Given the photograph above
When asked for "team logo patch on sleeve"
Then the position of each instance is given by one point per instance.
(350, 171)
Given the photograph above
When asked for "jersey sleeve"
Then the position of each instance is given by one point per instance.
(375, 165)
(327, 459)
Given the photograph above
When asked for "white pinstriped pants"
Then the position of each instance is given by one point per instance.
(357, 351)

+ + + +

Exercise directions = Print again each line of the listing above, exactly as it appears.

Answer for the task =
Given the photograph above
When asked for "team logo patch on sleeve"
Then the position of each instance is given by one point per instance.
(350, 171)
Given the photograph above
When asked for "jersey sleeve"
Then the position of each instance is given by one point per instance.
(375, 165)
(327, 459)
Given the photograph above
When asked for "white pinstriped pants"
Then the position of each instance is given by one point per instance.
(357, 351)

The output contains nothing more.